Written instruction:
Present every line of the entries below as one numbered list, leaving out any blank lines.

○ ○ ○ ○ ○

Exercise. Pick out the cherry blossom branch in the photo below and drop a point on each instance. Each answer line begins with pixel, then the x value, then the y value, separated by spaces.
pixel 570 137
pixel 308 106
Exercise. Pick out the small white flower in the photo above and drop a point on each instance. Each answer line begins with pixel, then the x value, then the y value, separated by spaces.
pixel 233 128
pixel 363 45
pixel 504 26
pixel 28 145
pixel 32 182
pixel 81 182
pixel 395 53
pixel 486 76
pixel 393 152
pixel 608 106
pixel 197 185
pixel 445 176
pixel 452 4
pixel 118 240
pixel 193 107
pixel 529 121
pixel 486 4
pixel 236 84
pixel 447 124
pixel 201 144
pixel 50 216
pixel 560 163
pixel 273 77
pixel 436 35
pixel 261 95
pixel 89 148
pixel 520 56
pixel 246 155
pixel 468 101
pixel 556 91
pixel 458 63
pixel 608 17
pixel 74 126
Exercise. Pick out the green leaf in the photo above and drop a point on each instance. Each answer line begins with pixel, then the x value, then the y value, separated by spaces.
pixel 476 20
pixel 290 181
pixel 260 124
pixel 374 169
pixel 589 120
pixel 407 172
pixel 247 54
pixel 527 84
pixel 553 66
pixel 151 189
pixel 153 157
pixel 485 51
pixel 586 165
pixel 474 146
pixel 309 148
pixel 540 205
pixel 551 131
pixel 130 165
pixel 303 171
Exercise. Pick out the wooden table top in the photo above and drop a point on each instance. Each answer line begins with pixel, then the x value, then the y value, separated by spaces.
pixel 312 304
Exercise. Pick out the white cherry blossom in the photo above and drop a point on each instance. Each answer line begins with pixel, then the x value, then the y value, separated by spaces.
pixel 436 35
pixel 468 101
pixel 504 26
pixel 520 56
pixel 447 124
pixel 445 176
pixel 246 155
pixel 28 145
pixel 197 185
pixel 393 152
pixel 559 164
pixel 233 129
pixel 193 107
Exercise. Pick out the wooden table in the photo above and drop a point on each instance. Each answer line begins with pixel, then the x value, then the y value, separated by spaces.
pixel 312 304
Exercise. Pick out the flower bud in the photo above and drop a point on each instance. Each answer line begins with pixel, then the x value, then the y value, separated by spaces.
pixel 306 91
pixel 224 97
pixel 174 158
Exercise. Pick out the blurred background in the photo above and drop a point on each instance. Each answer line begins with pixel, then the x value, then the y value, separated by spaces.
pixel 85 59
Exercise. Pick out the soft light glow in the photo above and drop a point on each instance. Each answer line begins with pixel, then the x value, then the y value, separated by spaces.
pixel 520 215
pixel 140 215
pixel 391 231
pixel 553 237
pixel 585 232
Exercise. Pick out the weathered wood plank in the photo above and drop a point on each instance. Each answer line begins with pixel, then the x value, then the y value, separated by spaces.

○ ○ ○ ○ ○

In response:
1. Exercise. Pick out the cherry blossom branch in the photo below and drop a point on each instance. Each answer line begins with pixel, then the x value, then the y value, separated by spaces.
2. pixel 570 137
3. pixel 308 106
4. Exercise. Pick out the small white flower in the photo above and drop a point on each instance. Each answer line begins with pixel, then the x value, then the y value, separated by spaces.
5. pixel 233 128
6. pixel 363 45
7. pixel 504 26
8. pixel 28 145
9. pixel 32 182
10. pixel 81 182
11. pixel 395 53
12. pixel 486 76
13. pixel 393 152
14. pixel 608 106
15. pixel 197 185
16. pixel 445 176
17. pixel 452 4
18. pixel 118 240
19. pixel 193 107
20. pixel 529 121
21. pixel 486 4
22. pixel 236 84
23. pixel 447 124
24. pixel 201 144
25. pixel 50 216
26. pixel 560 163
27. pixel 273 77
28. pixel 436 35
29. pixel 261 95
30. pixel 89 148
31. pixel 520 56
32. pixel 246 155
33. pixel 468 101
34. pixel 556 91
35. pixel 458 63
36. pixel 608 17
37. pixel 74 126
38. Exercise. Pick out the green leaf in the photo above and drop a point on each instance. Each answer line begins with pixel, then the x value, then the y value, separated by spaces.
39. pixel 476 20
40. pixel 290 181
41. pixel 260 124
42. pixel 374 169
43. pixel 589 120
44. pixel 407 172
45. pixel 247 54
46. pixel 527 84
47. pixel 553 66
48. pixel 151 189
49. pixel 153 157
50. pixel 485 51
51. pixel 586 165
52. pixel 474 146
53. pixel 309 148
54. pixel 540 205
55. pixel 551 131
56. pixel 130 165
57. pixel 303 171
58. Exercise. Pick out the wooden table top in the photo above and drop a point on each instance. Each answer line begins with pixel, then the x value, then the y value, separated by spaces.
59. pixel 312 304
60. Exercise. Pick out the white cherry blossom in the photo above and drop a point on each instance. Each answer line begins with pixel, then the x value, then the y value, separated by spaces.
61. pixel 436 35
62. pixel 468 101
63. pixel 504 26
64. pixel 520 56
65. pixel 447 124
66. pixel 445 176
67. pixel 246 155
68. pixel 28 145
69. pixel 197 185
70. pixel 393 152
71. pixel 559 164
72. pixel 233 129
73. pixel 193 107
74. Exercise. Pick out the wooden table in the photo above and drop a point on each instance. Each answer line begins with pixel, then the x value, then the y value, separated by spaces.
75. pixel 312 304
76. Exercise. Pick out the flower bud in the photo above and drop a point on each instance. Each answer line begins with pixel, then the x value, then the y value, separated by spaces.
77. pixel 306 91
78. pixel 224 97
79. pixel 174 158
80. Exercise. Pick out the blurred background in the photo above and drop a point on each instance. Each answer line begins with pixel, then the x value, then the y value, separated by spaces.
81. pixel 85 59
82. Exercise. Pick out the soft light glow in the photo above and drop a point on each instance. Each answer line begins with pixel, then the x value, then the y value, separated by spaces.
83. pixel 520 215
84. pixel 140 215
85. pixel 391 231
86. pixel 553 237
87. pixel 585 232
88. Exercise. Pick out the weathered wood plank in the photo above and drop a point on each instance. Each answer line begins with pixel, then the x value, then the y value, separated by spaces.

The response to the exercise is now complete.